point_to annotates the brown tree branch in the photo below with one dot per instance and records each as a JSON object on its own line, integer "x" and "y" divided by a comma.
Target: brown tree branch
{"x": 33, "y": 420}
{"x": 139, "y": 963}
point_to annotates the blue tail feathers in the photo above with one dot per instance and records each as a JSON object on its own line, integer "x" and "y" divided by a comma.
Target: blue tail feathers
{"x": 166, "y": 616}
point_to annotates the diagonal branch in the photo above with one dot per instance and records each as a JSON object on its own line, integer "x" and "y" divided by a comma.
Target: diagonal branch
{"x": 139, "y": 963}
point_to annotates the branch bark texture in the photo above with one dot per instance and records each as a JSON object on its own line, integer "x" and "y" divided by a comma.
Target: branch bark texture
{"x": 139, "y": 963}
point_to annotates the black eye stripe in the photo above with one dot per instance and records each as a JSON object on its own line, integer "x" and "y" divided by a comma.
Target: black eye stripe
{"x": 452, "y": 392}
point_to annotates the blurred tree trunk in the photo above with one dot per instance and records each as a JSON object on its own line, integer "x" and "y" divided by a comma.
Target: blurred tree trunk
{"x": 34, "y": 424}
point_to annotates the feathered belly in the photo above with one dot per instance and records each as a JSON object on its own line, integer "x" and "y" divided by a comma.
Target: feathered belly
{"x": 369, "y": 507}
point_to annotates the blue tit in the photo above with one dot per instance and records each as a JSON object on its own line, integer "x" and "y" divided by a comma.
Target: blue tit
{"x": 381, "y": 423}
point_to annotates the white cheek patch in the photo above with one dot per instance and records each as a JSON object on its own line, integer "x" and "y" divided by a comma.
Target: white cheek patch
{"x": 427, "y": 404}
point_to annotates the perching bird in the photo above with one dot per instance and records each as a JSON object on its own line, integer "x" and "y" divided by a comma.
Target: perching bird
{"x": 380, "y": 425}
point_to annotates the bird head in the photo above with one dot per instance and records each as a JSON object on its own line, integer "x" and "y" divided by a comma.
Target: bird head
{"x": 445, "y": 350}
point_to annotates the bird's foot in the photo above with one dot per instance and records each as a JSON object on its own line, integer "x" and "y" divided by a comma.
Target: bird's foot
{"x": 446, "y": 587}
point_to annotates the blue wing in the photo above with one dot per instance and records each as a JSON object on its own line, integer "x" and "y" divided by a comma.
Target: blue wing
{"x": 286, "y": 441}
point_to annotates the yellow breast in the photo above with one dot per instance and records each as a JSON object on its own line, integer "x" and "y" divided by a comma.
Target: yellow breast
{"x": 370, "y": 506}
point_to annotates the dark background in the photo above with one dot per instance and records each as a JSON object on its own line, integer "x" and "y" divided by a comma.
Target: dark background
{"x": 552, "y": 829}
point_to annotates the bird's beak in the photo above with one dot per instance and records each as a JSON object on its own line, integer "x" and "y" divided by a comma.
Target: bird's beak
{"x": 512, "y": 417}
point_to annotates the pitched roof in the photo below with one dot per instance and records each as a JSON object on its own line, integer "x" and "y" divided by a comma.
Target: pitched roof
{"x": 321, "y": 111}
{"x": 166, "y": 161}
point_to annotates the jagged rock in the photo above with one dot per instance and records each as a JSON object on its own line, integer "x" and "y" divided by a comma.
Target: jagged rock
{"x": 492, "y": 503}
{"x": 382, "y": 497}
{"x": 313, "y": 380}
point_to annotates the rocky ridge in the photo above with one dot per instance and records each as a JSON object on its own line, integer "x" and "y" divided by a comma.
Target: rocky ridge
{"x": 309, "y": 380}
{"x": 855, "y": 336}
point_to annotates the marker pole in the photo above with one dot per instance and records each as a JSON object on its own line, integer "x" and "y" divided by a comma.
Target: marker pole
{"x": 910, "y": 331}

◆ Task to complete:
Return each entry exactly. Leave none out.

◆ Solution below:
point_to annotates the brown tree branch in the photo below with one dot per instance and records each as a JSON object on its own line, integer "x" and "y" divided by a comma.
Target: brown tree branch
{"x": 33, "y": 420}
{"x": 139, "y": 963}
point_to annotates the blue tail feathers in the photo above with one dot per instance and records each as a JSON object on its own line, integer "x" and "y" divided by a comma.
Target: blue tail feathers
{"x": 166, "y": 616}
point_to annotates the diagonal branch in the photo above with one dot per instance and records each as a JSON object on its own line, integer "x" and "y" divided by a comma.
Target: diagonal branch
{"x": 139, "y": 963}
point_to annotates the branch bark texture in the photo above with one dot per instance and records each as a JSON object on its own line, integer "x" and "y" divided by a comma.
Target: branch bark texture
{"x": 139, "y": 963}
point_to annotates the black eye stripe in the photo above with one dot per instance and records each as a JSON object on its own line, integer "x" and "y" divided by a comma.
Target: black eye stripe
{"x": 452, "y": 392}
point_to annotates the blurred tree trunk in the photo above with one dot per instance and records each as a JSON object on its own line, integer "x" and "y" divided by a comma.
Target: blurred tree trunk
{"x": 34, "y": 424}
point_to annotates the feathered belly in the photo above with one dot per instance and records each as a JSON object on its own line, integer "x" and "y" divided by a comma.
Target: feathered belly
{"x": 369, "y": 507}
point_to annotates the blue tit in the photo above with one dot per instance and records each as a JSON object on its own line, integer "x" and "y" divided by a comma.
Target: blue tit
{"x": 381, "y": 423}
point_to annotates the white cheek patch in the photo above with one dot per instance and records each as a JSON object on its own line, integer "x" and "y" divided by a comma.
Target: white cheek patch
{"x": 427, "y": 404}
point_to annotates the perching bird in the photo above with one dot per instance and records each as a JSON object on its own line, integer "x" and "y" divided by a comma.
Target: perching bird
{"x": 380, "y": 425}
point_to annotates the bird head in the photo above with one dot per instance and records each as a JSON object on its own line, integer "x" and "y" divided by a comma.
Target: bird head
{"x": 445, "y": 350}
point_to annotates the bird's foot in the photo above with one dot per instance and records each as a JSON object on its own line, integer "x" and "y" divided by a comma.
Target: bird's foot
{"x": 446, "y": 587}
point_to annotates the blue wing in the photo above with one dot per instance and records each as a JSON object on its own line, integer "x" and "y" divided by a comma.
Target: blue wing
{"x": 286, "y": 441}
point_to annotates the yellow breast in the photo above with one dot per instance and records each as a JSON object on its own line, integer "x" and "y" divided by a comma.
Target: yellow breast
{"x": 370, "y": 506}
point_to annotates the dark background in the photo above with one dot per instance and records each as a JSON object on its own line, integer "x" and "y" divided by a comma.
Target: dark background
{"x": 552, "y": 829}
point_to annotates the bird's beak in the photo above with one dot per instance and records each as a JSON object on its own line, integer "x" and "y" divided by a comma.
Target: bird's beak
{"x": 512, "y": 417}
point_to annotates the pitched roof in the photo below with one dot per instance and records each as a JSON object on its own line, integer "x" and "y" divided by a comma.
Target: pitched roof
{"x": 321, "y": 111}
{"x": 166, "y": 161}
point_to annotates the jagged rock in the photo above with one dot per instance and records each as a JSON object on its own line, integer "x" and "y" divided by a comma.
Target: jagged rock
{"x": 492, "y": 503}
{"x": 382, "y": 497}
{"x": 313, "y": 380}
point_to annotates the rocky ridge in the photo above with one dot per instance and records each as a JSON object on its own line, integer "x" and "y" divided by a comma.
Target: rocky ridge
{"x": 309, "y": 380}
{"x": 855, "y": 336}
point_to annotates the marker pole in the photo above with one dot per instance and records each as a JSON object on its own line, integer "x" and "y" divided by a comma.
Target: marker pole
{"x": 910, "y": 331}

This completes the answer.